**RECORDS SUPPLIED:**

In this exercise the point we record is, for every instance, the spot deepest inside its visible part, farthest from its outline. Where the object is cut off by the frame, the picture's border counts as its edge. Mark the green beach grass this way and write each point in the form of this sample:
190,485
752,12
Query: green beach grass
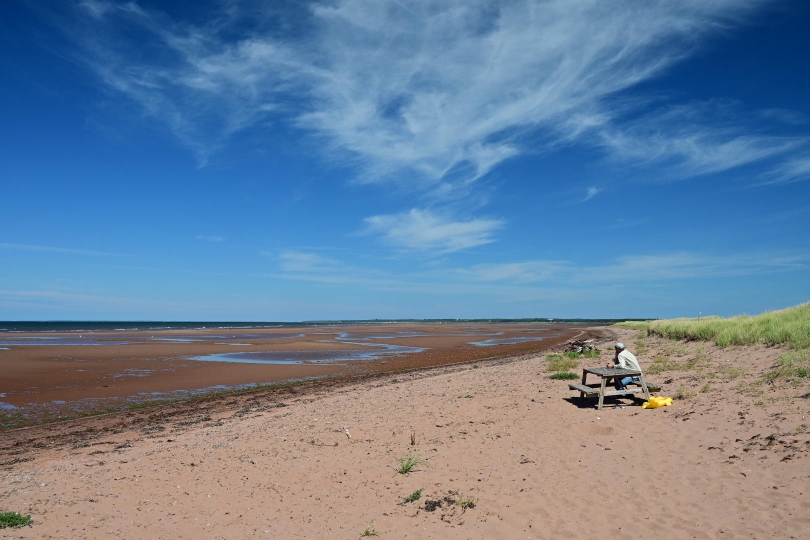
785,327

**THE TASK:**
Take the entries above and set them down exactly, minus the pictures.

**ANSWER TO THE PROBLEM:**
In this exercise the point we record is, for every instance, the spot deepest inside its visible part, farthest from its outline. Where the object is cut off by the frame, the picture's border counts as its edge. Mark the green beach grass this way and write each point in the form of this sample:
190,485
752,12
Query: green beach grass
785,327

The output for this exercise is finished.